### What to do
Your answer should be every line of the records that contains the word "Target", copied as it stands.

### Records for this exercise
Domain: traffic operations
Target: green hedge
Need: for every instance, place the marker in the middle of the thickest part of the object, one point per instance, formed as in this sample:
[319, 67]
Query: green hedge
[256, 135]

...

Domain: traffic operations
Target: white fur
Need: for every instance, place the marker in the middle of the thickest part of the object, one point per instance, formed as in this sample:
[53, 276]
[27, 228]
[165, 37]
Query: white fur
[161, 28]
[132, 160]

---

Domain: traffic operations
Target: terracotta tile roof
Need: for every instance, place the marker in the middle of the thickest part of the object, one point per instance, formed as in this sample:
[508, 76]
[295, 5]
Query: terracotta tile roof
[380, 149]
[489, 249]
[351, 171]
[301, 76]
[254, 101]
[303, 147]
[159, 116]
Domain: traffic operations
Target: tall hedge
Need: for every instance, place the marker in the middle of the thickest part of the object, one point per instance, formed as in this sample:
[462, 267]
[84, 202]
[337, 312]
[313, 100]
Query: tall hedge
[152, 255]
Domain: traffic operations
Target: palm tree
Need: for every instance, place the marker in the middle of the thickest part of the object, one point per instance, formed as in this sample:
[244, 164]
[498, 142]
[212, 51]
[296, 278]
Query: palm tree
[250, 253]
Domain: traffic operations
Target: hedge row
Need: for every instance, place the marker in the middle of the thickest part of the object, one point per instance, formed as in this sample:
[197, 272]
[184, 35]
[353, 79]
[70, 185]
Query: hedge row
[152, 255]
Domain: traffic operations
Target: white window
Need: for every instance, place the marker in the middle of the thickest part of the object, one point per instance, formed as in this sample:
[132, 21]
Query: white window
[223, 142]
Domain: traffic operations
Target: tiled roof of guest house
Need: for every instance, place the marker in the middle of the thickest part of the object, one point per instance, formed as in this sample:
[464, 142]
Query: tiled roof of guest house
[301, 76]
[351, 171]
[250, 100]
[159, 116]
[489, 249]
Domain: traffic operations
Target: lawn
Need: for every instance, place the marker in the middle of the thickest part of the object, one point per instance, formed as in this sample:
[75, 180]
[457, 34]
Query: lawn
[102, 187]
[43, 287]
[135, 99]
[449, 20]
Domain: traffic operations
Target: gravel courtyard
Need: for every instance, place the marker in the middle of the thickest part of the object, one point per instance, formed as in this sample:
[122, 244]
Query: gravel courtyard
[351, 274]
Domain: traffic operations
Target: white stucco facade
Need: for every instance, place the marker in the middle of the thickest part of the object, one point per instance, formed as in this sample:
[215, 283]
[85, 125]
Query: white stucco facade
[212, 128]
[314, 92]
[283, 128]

### Answer section
Target: green hedge
Target: white fur
Target: terracotta tile roof
Target: tall hedge
Target: palm tree
Target: hedge row
Target: white window
Target: tiled roof of guest house
Target: lawn
Target: gravel courtyard
Target: white stucco facade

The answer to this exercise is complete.